> [Texte cité]
++++
Le premier code pénal thaïlandais, adopté en 1908, a été rédigé par une équipe de fonctionnaires français sur l'initiative du roi Chulalongkorn qui souhaitait moderniser le droit du royaume. Un quart de siècle plus tard, ce sont aussi des juristes français qui ont écrit le code de procédure pénal thaïlandais. Les législations pénales des deux pays présentent donc de nombreux points communs
Le droit pénal thaïlandais est très inspiré du droit pénal français. Les Français, confrontés un jour à la justice pénale thaïlandaise en tant que victime, témoin ou auteur, ne seront pas totalement perdus. Il est tout de même toujours conseillé, dans ce cas, de consulter un avocat. "Des différences existent entre les législations pénales des deux pays, mais les similarités sont plus importantes qu'il n'y paraît, notamment en raison de la présence permanente de juristes français en Thaïlande jusqu'à la seconde guerre mondiale", explique Pokpong Srisanit, professeur à la faculté de droit de l'université de Thammasat, qui a étudié le droit à l'université d'Aix-en-Provence et s'exprime dans un français parfait.
++++
> [Éléments présentés]
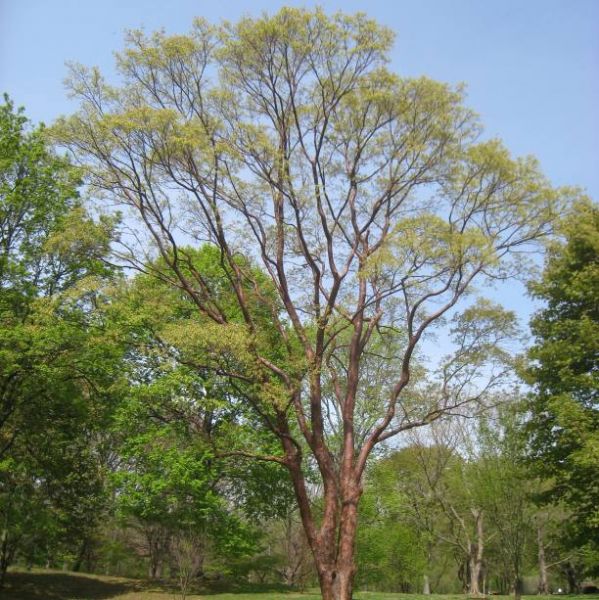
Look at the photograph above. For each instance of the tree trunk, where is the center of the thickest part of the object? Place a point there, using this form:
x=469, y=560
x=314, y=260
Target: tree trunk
x=570, y=573
x=543, y=587
x=476, y=555
x=336, y=573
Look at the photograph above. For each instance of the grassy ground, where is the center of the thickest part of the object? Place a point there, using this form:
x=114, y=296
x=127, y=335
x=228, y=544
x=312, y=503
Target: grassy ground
x=53, y=585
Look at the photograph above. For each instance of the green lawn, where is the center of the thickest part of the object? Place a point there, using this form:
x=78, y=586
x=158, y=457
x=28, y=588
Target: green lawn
x=55, y=585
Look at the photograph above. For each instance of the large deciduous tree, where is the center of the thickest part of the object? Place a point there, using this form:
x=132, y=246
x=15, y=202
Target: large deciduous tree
x=362, y=196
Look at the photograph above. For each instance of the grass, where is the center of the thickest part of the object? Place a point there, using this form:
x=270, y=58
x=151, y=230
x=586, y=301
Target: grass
x=58, y=585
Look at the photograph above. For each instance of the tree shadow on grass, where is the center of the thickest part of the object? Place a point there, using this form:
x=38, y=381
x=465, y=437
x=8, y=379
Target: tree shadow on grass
x=62, y=586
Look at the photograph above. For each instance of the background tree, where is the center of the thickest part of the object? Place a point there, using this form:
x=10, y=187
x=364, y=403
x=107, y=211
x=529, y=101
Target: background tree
x=564, y=421
x=57, y=371
x=363, y=196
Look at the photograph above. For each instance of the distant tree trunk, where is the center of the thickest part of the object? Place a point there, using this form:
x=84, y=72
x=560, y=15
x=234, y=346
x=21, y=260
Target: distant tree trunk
x=570, y=573
x=542, y=587
x=476, y=555
x=518, y=587
x=80, y=556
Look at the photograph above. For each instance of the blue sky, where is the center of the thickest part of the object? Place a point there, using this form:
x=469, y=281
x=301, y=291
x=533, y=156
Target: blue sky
x=531, y=66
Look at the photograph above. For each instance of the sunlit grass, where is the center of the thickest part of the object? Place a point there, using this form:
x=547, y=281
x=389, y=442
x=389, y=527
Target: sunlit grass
++++
> [Énoncé écrit 1] Dans le texte sur le droit pénal thaïlandais, réécrivez en deux phrases le paragraphe qui commence par « Le premier code pénal thaïlandais » sans perdre ses faits principaux.
> [Énoncé écrit 2] Donnez la suite du texte sur le droit pénal thaïlandais après sa dernière phrase.

> [Corrigé de l'exercice 1] Adopté en 1908 à l'initiative du roi Chulalongkorn, qui voulait moderniser le droit du royaume, le premier code pénal thaïlandais a été rédigé par des fonctionnaires français. Un quart de siècle plus tard, des juristes français ont aussi écrit le code de procédure pénale thaïlandais, si bien que les législations pénales des deux pays ont de nombreux points communs.

> [Corrigé de l'exercice 2]
Un juriste français conseiller législatif du roi Chulalongkorn
Ces ressemblances entre les législations pénales des deux pays remontent à 1908, date de l'adoption du premier Code pénal thaïlandais, qui a été rédigé par une équipe de fonctionnaires français dirigée par Georges Padoux. Ce dernier avait le titre officiel de conseiller législatif du roi Chulalongkorn (1868-1910), monarque qui souhaitait moderniser le droit du royaume et ses institutions judiciaires. Ce code pénal, d'inspiration hexagonale, est toujours en vigueur, même s'il a été complété en 1956. La forme du code pénal thaïlandais est d'ailleurs calquée sur celle du code pénal français : chaque infraction y est définie article par article, avec la peine maximale qui lui est associée, le juge gardant toute liberté, en fonction de la gravité des faits et de la personnalité de leur auteur, de retenir une peine inférieure. "Le code pénal thaïlandais s'organise aussi sur la base des distinctions retenues par le code français : infractions relevant du droit pénal général ou du droit pénal spécial (délits économiques et financiers par exemple), infractions commises contre les biens ou contre les personnes, infractions contre les personnes privées ou contre l'Etat, infractions portant atteinte à l'intégrité physique ou à l'honneur, infractions intentionnelles ou non intentionnelles", détaille le professeur Pokpong Srisanit. En revanche, on ne retrouve pas la distinction tripartite française des infractions (crimes, délits et contraventions) puisqu'en Thaïlande, il n'existe que deux catégories d'infractions en fonction de leur gravité : les délits et les délits dits minimes, ces derniers d'une gravité moindre étant sanctionnés d'un maximum de 1 mois d'emprisonnement et de 1.000 bahts d'amende.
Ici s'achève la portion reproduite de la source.